Article
** begin **

Sometimes all it takes to motivate us is a good story.

a good story

Good storytelling moves us–it inspires us and it enlightens us. Good storytelling motivates us. It asks us to stand up for our current beliefs or question them. Good storytelling brings people together. It make us laugh. It makes us cry. And it challenges our every day decisions. A good story can warm our hearts. It can make us angry or it can sober us up. A good story doesn’t need a happy ending. A good story invites us to take an adventure or to go on a journey. Good stories teleport us to different times and different spaces. They are one true way to escape our own realities and step into someone else’s –or a different world.

Good stories are what move us-shake us-make our hairs stand up on our skin-and drive us.

Good stories are what we come back to when we’re searching for that one quote or one paragraph or one chapter that somehow managed to encapsulate everything we couldn’t put into words ourselves.

More than anything good stories stay with us.

** end **

Data
** begin **

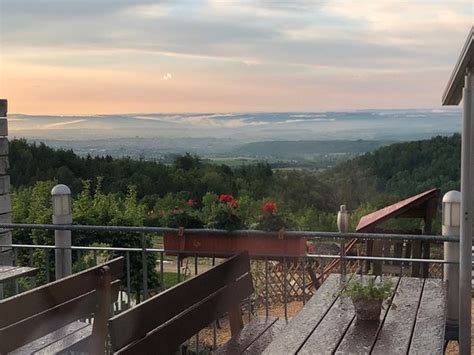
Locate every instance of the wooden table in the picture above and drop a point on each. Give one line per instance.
(413, 321)
(8, 273)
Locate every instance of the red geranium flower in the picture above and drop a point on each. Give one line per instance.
(269, 207)
(226, 198)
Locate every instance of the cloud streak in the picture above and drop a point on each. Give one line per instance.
(232, 55)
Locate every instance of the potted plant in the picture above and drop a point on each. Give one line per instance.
(223, 213)
(182, 216)
(367, 296)
(271, 219)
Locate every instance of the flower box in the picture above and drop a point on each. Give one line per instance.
(273, 246)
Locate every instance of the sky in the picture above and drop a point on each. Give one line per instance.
(67, 57)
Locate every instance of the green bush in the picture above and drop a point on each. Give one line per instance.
(358, 290)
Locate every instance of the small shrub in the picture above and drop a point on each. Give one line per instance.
(358, 290)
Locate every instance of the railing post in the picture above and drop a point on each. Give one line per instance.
(451, 219)
(62, 214)
(6, 255)
(465, 247)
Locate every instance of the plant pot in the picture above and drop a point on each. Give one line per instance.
(226, 244)
(368, 309)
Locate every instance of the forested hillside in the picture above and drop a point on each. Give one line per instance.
(310, 198)
(188, 192)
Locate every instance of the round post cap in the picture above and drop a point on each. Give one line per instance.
(452, 197)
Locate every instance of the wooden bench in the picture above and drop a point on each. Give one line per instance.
(47, 319)
(162, 323)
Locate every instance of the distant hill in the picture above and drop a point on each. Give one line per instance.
(398, 170)
(289, 149)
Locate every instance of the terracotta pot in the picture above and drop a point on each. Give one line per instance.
(227, 244)
(368, 309)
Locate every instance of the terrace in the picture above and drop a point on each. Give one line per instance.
(292, 290)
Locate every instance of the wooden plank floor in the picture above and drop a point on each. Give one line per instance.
(327, 324)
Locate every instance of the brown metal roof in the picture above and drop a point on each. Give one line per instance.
(397, 209)
(453, 93)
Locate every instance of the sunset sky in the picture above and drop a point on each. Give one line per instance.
(123, 56)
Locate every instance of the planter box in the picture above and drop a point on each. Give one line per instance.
(225, 244)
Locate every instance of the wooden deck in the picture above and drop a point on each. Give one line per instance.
(327, 323)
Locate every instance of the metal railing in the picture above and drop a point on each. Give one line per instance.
(186, 266)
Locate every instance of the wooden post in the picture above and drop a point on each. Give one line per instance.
(235, 319)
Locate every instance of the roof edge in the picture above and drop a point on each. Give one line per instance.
(453, 92)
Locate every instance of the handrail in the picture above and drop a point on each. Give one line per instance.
(289, 234)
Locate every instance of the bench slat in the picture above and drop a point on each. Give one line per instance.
(50, 295)
(167, 338)
(41, 324)
(136, 322)
(42, 344)
(428, 336)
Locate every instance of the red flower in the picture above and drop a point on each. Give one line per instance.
(269, 207)
(226, 198)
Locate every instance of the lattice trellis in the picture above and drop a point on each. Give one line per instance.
(290, 281)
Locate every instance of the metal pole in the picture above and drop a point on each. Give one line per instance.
(62, 214)
(451, 220)
(465, 278)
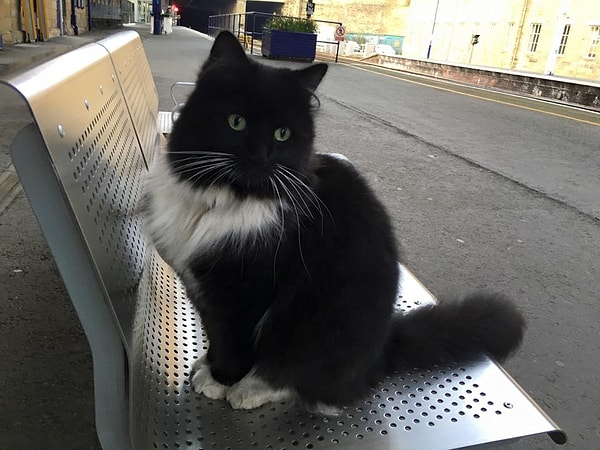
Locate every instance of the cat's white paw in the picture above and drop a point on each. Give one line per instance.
(204, 383)
(251, 392)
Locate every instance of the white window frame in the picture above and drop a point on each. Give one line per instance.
(534, 36)
(593, 49)
(564, 39)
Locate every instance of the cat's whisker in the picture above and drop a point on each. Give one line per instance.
(199, 165)
(221, 174)
(282, 225)
(200, 172)
(306, 210)
(199, 152)
(295, 205)
(314, 198)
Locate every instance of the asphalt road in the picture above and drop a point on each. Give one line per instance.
(487, 191)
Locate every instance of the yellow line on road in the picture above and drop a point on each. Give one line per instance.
(378, 72)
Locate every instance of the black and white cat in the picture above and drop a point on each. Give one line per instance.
(288, 255)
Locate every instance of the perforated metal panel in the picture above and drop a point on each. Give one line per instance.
(93, 145)
(449, 407)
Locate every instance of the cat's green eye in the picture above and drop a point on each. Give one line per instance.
(282, 134)
(236, 122)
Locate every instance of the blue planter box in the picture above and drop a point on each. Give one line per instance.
(278, 44)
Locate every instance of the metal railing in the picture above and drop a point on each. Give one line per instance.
(249, 26)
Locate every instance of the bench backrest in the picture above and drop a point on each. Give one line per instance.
(134, 74)
(78, 101)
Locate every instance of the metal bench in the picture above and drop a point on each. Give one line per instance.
(81, 163)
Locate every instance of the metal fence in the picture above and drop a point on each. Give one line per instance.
(248, 27)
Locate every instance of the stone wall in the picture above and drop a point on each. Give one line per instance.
(10, 22)
(358, 16)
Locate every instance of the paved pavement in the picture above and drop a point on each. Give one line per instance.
(465, 207)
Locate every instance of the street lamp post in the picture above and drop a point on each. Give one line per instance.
(437, 5)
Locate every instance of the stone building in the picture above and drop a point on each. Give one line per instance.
(60, 17)
(560, 37)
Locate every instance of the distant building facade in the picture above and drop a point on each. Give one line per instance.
(21, 22)
(560, 37)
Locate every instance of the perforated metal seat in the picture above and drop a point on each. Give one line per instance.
(82, 165)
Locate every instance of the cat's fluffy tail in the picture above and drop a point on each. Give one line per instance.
(455, 331)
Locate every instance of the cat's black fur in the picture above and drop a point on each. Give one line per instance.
(309, 304)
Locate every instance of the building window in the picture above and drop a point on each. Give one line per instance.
(594, 41)
(563, 39)
(534, 36)
(509, 37)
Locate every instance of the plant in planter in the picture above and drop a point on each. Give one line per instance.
(290, 38)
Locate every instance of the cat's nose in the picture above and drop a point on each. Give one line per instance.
(260, 155)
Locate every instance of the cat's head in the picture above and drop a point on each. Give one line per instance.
(246, 125)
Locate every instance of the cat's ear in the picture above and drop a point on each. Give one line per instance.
(311, 76)
(227, 48)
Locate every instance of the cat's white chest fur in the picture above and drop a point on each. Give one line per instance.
(183, 221)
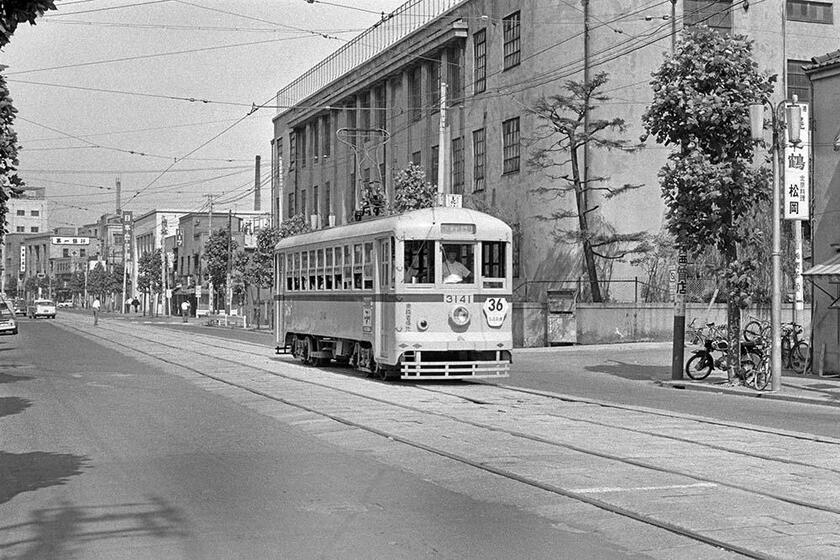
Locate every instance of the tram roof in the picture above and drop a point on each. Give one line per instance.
(414, 224)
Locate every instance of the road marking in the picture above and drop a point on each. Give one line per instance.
(605, 489)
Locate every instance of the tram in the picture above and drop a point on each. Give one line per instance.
(421, 295)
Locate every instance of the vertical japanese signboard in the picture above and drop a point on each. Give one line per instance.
(797, 171)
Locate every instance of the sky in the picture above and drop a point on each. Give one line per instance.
(103, 90)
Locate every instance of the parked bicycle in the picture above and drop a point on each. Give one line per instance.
(704, 361)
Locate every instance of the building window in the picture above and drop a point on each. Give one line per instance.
(479, 150)
(292, 151)
(798, 82)
(415, 95)
(433, 95)
(435, 164)
(512, 43)
(327, 199)
(453, 75)
(316, 141)
(717, 14)
(480, 61)
(380, 101)
(326, 147)
(810, 12)
(364, 110)
(510, 141)
(302, 146)
(458, 165)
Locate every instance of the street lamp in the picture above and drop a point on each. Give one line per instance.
(779, 119)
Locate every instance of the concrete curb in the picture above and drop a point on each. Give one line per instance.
(743, 392)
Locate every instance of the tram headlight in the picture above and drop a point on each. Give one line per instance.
(460, 315)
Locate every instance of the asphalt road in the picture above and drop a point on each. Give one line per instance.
(626, 373)
(102, 456)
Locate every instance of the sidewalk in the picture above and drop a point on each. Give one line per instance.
(809, 389)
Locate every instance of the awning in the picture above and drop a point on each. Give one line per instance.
(831, 267)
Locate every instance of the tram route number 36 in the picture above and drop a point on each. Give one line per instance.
(495, 310)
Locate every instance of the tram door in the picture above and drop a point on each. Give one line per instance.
(384, 303)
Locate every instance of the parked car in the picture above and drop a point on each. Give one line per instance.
(8, 325)
(42, 308)
(19, 307)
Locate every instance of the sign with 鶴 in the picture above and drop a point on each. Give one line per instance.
(797, 185)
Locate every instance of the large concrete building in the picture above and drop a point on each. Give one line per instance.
(498, 58)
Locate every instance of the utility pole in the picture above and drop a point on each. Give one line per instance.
(228, 290)
(443, 148)
(164, 229)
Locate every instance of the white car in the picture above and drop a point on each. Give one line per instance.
(42, 308)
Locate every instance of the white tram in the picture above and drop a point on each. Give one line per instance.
(421, 295)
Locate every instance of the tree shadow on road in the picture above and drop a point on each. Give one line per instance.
(62, 531)
(24, 472)
(13, 405)
(9, 378)
(635, 372)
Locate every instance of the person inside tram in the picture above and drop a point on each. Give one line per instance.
(454, 272)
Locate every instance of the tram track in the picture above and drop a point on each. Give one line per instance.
(221, 344)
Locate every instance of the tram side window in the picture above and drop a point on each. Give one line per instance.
(357, 266)
(367, 274)
(328, 270)
(457, 263)
(419, 262)
(312, 268)
(319, 271)
(493, 269)
(348, 268)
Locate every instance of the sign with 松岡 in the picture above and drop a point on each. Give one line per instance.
(797, 171)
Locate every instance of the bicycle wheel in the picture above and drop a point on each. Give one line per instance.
(753, 331)
(799, 356)
(761, 375)
(699, 366)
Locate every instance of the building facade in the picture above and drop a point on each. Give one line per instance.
(373, 107)
(825, 273)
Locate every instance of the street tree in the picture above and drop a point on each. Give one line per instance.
(149, 273)
(12, 13)
(411, 189)
(711, 190)
(562, 135)
(218, 249)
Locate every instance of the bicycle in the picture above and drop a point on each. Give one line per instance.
(795, 350)
(756, 330)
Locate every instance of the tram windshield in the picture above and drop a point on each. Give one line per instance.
(457, 263)
(419, 262)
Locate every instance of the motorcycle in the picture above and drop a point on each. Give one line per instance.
(701, 364)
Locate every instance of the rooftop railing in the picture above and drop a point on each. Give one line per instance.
(391, 28)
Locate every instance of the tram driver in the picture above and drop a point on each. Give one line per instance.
(454, 271)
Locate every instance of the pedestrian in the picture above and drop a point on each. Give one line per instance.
(96, 305)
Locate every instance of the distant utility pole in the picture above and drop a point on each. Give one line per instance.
(210, 199)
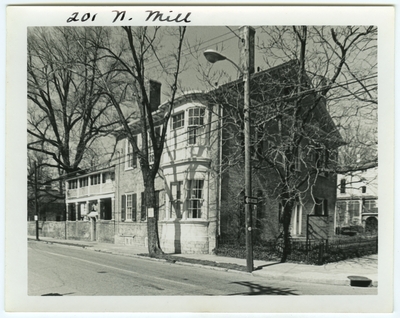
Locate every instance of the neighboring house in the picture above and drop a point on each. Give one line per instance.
(357, 198)
(51, 205)
(193, 189)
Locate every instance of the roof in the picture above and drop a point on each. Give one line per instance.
(358, 167)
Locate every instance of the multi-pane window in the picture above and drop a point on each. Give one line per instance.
(95, 179)
(321, 207)
(176, 200)
(83, 182)
(298, 158)
(157, 132)
(128, 207)
(195, 125)
(341, 211)
(353, 208)
(143, 215)
(131, 157)
(195, 198)
(178, 120)
(343, 186)
(369, 206)
(321, 157)
(73, 184)
(363, 189)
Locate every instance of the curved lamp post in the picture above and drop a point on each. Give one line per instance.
(213, 56)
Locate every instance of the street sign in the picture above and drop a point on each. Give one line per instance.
(250, 200)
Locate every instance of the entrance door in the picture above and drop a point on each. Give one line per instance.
(93, 228)
(296, 220)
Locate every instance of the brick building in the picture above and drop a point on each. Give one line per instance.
(357, 199)
(200, 196)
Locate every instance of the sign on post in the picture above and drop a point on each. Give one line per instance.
(250, 200)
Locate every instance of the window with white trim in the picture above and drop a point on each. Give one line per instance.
(343, 186)
(195, 198)
(298, 159)
(157, 132)
(83, 182)
(95, 179)
(369, 206)
(176, 200)
(128, 207)
(73, 184)
(131, 157)
(178, 120)
(321, 207)
(195, 125)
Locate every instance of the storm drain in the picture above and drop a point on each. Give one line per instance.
(360, 281)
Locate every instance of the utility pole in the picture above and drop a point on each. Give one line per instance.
(246, 64)
(36, 202)
(246, 68)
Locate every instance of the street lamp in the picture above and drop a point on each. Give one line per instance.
(214, 56)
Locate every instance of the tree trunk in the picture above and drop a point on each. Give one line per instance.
(286, 219)
(152, 219)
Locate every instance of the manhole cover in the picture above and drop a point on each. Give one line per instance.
(360, 281)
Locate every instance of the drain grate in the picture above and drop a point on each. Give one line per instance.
(360, 281)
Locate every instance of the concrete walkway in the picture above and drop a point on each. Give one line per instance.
(332, 273)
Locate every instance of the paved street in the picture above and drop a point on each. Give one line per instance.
(66, 270)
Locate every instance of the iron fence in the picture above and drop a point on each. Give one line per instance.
(316, 252)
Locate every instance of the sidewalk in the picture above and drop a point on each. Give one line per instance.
(332, 274)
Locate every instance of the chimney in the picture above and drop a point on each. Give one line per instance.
(153, 90)
(246, 57)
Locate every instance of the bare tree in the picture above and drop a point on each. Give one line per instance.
(67, 108)
(128, 57)
(321, 80)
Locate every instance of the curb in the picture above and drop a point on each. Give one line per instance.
(270, 275)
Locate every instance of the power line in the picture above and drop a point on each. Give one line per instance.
(218, 119)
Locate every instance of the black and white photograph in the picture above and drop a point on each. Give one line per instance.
(163, 156)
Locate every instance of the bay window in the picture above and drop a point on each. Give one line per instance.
(195, 125)
(195, 198)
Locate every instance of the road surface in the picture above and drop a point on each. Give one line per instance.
(73, 271)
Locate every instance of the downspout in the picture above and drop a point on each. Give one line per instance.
(220, 113)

** end **

Instructions
(a) Retype the storytelling piece word for word, starting with "Sometimes all it" and going on through "a different world.".
(b) Write what comes next in the storytelling piece, picking up after its last line.
The entries have nothing to do with what comes next.

Per-task outputs
(a)
Sometimes all it takes to motivate us is a good story.

a good story

Good storytelling moves us–it inspires us and it enlightens us. Good storytelling motivates us. It asks us to stand up for our current beliefs or question them. Good storytelling brings people together. It make us laugh. It makes us cry. And it challenges our every day decisions. A good story can warm our hearts. It can make us angry or it can sober us up. A good story doesn’t need a happy ending. A good story invites us to take an adventure or to go on a journey. Good stories teleport us to different times and different spaces. They are one true way to escape our own realities and step into someone else’s –or a different world.

(b)
These are the books filled with stories or moments  that have stuck with me–that have and continue to move me–some since childhood–some since only more recently. What’s on your bookshelf? What motivates you? What books and stories do you always go back to?

1. Born Standing Up, Steve Martin

“I was seeking comic originality, and fame fell on me as a by-product. The course was more plodding than heroic: I did not strive valiantly against doubters but took incremental steps studded with a few intuitive leaps. I was not naturally talented—I didn’t sing, dance, or act—though working around that minor detail made me inventive.

I was not self-destructive, though I almost destroyed myself. In the end, I turned away from stand-up with a tired swivel of my head and never looked back, until now. A few years ago, I began researching and recalling the details of this crucial part of my professional life—which inevitably touches upon my personal life—and was reminded why I did stand-up and why I walked away.”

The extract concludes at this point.